(Shape boundary records)
____

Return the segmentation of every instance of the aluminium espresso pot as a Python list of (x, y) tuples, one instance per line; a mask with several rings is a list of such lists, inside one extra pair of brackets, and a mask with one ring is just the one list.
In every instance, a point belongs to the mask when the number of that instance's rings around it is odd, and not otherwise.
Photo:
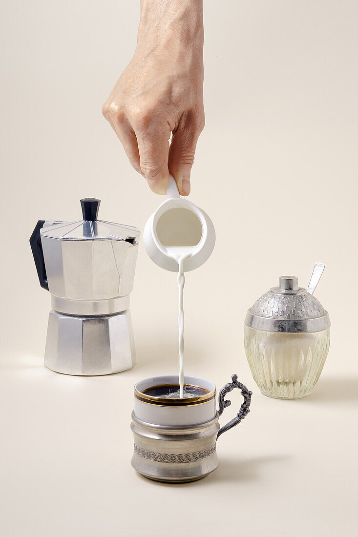
[(132, 367), (129, 310), (140, 233), (97, 219), (100, 200), (81, 200), (82, 219), (39, 220), (30, 244), (40, 285), (49, 291), (45, 365), (69, 375)]

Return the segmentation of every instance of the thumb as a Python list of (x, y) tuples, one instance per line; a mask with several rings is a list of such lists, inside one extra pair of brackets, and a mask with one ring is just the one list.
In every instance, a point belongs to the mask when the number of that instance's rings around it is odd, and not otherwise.
[(190, 193), (190, 172), (196, 143), (202, 130), (202, 127), (198, 123), (181, 121), (171, 139), (168, 167), (183, 196)]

____

## Stated exercise:
Please rewrite all of the records above as a numbered list, one line per item, skipping blank lines and leaving the pictures out.

## Exercise response:
1. Return the segmentation of every instance of the aluminium espresso pot as a Python list of (x, y) tuples, one instance per line; a mask with several rings is a list of such lists, inside one extra pair of brackets, and a mask with one ring is just the one list.
2. In every instance, a point belongs to the mask when the number of that instance's rings around it is odd, and not otherwise.
3. Photo:
4. [(132, 367), (129, 310), (140, 233), (97, 219), (100, 200), (81, 200), (82, 219), (39, 220), (30, 244), (40, 285), (49, 291), (45, 365), (69, 375)]
5. Return the segmentation of every instance of the thumb as a Python list of (x, y) tuples, one instance per line; a mask with several rings is a list of such lists, inside one extra pair of brackets, and a mask with one ring is just the one list.
6. In every instance, a point belongs to the mask when the number of that instance's rings around it is odd, and not otherwise.
7. [(190, 193), (190, 172), (196, 143), (202, 130), (202, 127), (198, 123), (181, 121), (171, 139), (168, 167), (183, 196)]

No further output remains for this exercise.